-- start DATA TO USE --

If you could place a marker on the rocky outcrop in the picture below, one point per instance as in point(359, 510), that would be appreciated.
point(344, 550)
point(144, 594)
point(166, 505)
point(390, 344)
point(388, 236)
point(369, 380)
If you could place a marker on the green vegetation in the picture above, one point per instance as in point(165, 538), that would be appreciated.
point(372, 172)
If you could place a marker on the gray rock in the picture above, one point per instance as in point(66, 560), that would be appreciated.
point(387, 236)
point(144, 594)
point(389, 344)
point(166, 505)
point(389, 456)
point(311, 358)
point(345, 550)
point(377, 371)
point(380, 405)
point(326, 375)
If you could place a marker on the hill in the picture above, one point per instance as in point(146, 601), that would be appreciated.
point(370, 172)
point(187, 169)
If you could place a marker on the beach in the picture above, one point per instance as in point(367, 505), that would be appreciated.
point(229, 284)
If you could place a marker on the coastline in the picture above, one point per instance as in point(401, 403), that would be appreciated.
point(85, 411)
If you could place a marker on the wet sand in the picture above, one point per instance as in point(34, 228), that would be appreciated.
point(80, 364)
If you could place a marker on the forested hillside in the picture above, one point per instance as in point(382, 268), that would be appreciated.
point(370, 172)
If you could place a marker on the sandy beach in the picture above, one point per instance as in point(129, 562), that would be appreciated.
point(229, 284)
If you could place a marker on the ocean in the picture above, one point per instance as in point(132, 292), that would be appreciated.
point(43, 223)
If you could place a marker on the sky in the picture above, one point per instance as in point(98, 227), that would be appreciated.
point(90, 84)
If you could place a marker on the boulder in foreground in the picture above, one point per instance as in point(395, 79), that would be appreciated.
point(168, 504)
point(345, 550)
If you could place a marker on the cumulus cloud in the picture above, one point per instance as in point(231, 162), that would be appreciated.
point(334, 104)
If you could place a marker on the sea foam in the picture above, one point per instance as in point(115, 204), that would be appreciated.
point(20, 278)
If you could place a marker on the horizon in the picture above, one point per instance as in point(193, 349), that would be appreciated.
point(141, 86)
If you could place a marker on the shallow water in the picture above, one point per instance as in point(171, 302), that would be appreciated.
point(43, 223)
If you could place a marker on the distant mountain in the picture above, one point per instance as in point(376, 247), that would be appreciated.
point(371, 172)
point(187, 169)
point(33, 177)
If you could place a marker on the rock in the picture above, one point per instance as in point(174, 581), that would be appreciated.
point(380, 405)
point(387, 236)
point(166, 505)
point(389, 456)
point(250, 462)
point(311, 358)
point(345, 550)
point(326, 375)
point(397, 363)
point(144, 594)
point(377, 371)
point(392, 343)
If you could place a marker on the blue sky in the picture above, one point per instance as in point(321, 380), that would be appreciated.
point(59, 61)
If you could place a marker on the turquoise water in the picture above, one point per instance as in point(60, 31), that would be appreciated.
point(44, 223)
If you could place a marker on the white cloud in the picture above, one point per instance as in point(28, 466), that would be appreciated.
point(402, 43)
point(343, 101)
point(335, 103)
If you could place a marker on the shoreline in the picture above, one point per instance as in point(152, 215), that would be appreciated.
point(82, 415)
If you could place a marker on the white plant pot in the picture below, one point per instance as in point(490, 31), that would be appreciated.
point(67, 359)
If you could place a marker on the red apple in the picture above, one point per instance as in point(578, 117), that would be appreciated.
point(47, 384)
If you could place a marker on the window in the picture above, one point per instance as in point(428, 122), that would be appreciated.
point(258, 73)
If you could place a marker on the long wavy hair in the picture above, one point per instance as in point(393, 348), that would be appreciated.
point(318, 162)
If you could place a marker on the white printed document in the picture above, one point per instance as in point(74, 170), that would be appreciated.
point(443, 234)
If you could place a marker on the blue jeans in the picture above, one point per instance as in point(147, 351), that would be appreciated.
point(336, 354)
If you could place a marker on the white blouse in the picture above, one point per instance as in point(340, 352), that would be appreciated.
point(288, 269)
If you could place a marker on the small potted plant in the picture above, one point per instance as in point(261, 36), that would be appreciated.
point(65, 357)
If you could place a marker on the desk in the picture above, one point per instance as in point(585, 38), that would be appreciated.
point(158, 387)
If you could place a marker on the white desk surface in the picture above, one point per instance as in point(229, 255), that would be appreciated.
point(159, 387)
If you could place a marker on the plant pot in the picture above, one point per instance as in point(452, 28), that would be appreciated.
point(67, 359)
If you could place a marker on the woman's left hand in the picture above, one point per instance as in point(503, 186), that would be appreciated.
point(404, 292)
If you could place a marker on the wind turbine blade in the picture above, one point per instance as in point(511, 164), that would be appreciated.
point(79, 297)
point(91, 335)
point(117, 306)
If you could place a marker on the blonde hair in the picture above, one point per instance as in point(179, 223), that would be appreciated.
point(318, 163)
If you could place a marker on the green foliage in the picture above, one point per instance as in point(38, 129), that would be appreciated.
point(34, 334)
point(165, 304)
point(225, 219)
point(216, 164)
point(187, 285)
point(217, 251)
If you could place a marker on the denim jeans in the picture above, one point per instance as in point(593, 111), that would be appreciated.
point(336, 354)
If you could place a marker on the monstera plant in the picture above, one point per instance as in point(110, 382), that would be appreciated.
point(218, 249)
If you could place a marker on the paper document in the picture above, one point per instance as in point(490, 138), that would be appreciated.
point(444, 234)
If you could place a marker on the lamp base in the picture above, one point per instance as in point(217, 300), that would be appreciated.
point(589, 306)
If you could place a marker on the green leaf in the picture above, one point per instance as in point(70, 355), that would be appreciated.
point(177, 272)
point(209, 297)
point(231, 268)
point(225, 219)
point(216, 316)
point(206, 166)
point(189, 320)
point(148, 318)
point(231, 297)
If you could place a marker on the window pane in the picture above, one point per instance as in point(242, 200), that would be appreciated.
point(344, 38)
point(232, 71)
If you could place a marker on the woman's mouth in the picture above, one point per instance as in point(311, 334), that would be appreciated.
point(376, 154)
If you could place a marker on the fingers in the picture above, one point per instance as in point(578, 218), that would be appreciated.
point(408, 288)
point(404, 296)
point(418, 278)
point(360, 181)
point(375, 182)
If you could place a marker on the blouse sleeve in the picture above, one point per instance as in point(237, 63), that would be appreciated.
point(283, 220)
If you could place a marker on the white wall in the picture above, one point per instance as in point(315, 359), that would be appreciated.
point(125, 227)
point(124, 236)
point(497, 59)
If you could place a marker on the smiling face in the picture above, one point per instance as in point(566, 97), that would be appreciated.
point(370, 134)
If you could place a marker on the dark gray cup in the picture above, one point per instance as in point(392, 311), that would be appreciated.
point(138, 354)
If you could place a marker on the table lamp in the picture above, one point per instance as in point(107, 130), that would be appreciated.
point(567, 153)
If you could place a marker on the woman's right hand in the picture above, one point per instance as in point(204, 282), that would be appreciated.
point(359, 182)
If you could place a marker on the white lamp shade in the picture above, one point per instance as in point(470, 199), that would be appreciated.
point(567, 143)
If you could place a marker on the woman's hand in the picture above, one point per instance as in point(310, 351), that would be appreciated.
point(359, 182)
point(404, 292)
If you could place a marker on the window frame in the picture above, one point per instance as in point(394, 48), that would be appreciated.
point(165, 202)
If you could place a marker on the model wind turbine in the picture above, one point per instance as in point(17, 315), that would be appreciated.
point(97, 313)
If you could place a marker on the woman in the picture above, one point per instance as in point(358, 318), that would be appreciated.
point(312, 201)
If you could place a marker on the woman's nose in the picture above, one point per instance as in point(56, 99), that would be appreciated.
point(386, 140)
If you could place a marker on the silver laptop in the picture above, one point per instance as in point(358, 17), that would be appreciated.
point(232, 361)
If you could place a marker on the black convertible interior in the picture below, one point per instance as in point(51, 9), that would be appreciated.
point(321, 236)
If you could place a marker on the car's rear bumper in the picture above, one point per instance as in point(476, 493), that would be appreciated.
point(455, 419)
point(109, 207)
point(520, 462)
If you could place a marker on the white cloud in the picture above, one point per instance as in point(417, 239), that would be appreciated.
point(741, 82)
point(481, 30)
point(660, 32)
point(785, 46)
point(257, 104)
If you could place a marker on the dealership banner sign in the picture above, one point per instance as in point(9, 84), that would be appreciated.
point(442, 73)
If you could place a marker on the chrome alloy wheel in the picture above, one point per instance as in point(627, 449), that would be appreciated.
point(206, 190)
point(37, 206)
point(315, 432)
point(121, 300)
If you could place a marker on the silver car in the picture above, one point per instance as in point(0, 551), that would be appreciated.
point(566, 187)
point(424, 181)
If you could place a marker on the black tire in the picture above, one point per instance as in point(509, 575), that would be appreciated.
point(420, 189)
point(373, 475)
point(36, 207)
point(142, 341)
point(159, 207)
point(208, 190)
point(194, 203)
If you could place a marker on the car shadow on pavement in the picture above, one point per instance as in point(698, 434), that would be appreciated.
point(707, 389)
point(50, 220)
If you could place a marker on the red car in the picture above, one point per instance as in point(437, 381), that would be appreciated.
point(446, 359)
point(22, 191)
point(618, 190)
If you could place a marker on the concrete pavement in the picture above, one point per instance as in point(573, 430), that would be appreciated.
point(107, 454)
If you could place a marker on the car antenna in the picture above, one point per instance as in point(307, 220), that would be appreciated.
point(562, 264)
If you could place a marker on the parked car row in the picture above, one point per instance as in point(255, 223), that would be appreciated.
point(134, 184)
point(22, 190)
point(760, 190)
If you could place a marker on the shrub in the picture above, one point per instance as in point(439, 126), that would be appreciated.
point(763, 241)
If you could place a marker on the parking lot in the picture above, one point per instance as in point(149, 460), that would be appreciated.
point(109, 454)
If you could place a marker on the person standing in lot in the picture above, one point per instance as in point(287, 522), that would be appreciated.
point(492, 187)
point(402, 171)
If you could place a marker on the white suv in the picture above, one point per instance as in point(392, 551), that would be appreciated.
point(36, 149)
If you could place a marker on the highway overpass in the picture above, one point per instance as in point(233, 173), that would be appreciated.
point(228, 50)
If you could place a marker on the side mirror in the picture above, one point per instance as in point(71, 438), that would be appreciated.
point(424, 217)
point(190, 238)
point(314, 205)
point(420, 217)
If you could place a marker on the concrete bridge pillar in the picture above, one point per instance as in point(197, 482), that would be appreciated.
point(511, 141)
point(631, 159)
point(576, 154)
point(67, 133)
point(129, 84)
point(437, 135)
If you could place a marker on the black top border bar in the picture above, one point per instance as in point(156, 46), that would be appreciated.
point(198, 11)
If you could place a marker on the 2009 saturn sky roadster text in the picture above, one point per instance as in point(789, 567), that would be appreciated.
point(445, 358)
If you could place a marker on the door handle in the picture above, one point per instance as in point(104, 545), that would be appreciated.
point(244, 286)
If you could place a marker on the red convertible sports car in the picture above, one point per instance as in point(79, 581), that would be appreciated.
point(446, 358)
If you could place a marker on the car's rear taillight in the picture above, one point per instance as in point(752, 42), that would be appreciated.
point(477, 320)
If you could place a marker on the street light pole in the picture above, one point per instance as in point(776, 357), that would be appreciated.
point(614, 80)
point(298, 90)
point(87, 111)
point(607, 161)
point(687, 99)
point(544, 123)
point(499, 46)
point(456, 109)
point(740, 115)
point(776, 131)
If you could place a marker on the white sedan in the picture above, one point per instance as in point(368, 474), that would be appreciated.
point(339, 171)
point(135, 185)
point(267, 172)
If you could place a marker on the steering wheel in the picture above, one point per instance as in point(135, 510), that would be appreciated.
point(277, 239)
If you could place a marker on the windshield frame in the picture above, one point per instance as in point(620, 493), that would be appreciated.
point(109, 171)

-- end DATA TO USE --

> SET PROBLEM:
Swap "highway overpass" for "freeway overpass" in the rows starting at the line containing "If you could place a marker on the parking" and ending at the line containing "point(437, 135)". Give back only those lines, with everything else left unchanged.

> FINISHED EXERCISE:
If you could place a marker on the parking lot in the picture above, one point per instance as in point(149, 460), that would be appreciated.
point(109, 454)
If you could place a marker on the person standing in lot in the picture above, one point per instance as in point(287, 522), that would be appreciated.
point(492, 187)
point(402, 171)
If you could place a marker on the white suv in the picture above, one point per instance as in point(392, 551), that would be appreciated.
point(36, 149)
If you could place a marker on the freeway overpass in the picture above, one point per instance as in point(233, 173), that would be appreciated.
point(228, 50)
If you could place a marker on the side mirror in the picture above, one point per instance as in point(71, 438), that would be appreciated.
point(424, 217)
point(190, 238)
point(314, 205)
point(420, 217)
If you could place a marker on the concrete bridge pillar in the picture above, one point per instance as in point(197, 482), that would be appreciated.
point(511, 141)
point(631, 159)
point(576, 154)
point(67, 133)
point(129, 84)
point(437, 135)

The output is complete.